>>>>>

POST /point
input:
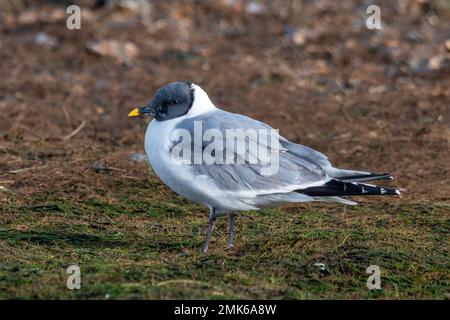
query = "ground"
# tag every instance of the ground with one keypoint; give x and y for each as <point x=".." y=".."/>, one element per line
<point x="74" y="188"/>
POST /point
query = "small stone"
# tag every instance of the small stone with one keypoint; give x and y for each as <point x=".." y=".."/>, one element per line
<point x="45" y="40"/>
<point x="254" y="8"/>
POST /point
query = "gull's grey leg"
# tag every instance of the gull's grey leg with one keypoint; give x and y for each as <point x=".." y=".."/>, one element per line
<point x="231" y="218"/>
<point x="211" y="224"/>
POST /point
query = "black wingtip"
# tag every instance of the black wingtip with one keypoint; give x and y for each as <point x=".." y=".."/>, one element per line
<point x="340" y="188"/>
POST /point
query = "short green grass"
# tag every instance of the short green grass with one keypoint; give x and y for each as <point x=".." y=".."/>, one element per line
<point x="144" y="245"/>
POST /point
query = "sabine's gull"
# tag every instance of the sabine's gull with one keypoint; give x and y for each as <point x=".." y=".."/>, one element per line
<point x="227" y="187"/>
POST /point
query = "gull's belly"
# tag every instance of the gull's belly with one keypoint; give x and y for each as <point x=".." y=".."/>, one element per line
<point x="176" y="175"/>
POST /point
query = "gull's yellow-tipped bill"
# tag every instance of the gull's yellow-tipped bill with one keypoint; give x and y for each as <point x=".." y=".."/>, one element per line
<point x="134" y="113"/>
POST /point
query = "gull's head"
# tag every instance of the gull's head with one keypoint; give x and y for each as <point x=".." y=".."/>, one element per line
<point x="174" y="100"/>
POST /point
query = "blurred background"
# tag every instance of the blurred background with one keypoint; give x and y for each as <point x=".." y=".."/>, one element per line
<point x="377" y="100"/>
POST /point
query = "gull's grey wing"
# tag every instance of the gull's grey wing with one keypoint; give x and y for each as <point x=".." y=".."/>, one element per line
<point x="298" y="166"/>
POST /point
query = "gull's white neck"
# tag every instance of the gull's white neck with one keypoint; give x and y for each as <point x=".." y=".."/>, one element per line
<point x="201" y="104"/>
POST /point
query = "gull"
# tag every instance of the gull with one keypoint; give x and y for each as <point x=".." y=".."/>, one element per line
<point x="186" y="124"/>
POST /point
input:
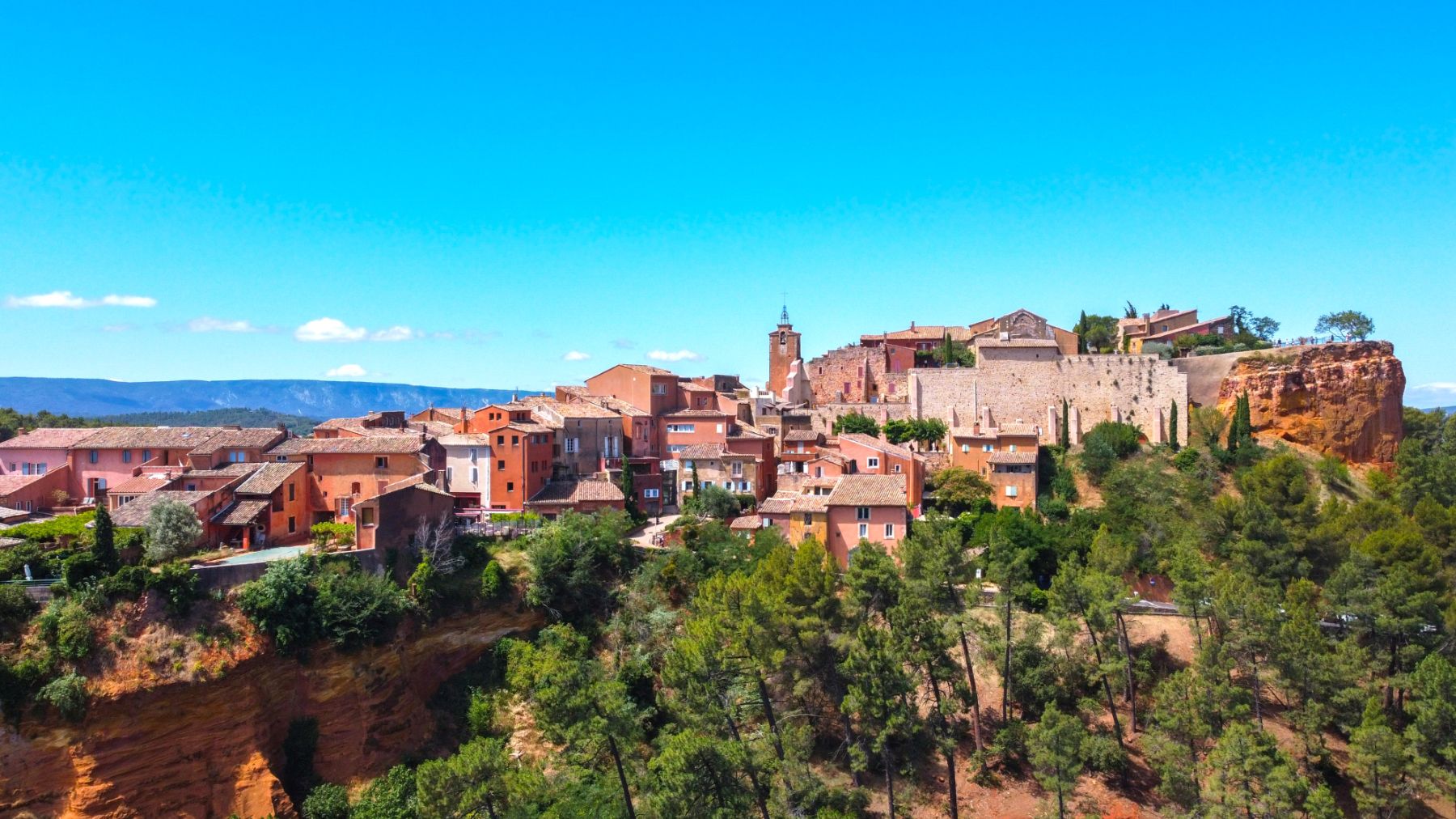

<<<<<

## THE EXERCISE
Identify each line in the material above that contains the string "tipped", and copy those lines out in full.

## EXERCISE SOLUTION
query = "gull's yellow-tipped bill"
# tag every instance of the gull's yellow-tipped bill with one keypoint; give x and y for each as <point x=".." y=".."/>, one element per line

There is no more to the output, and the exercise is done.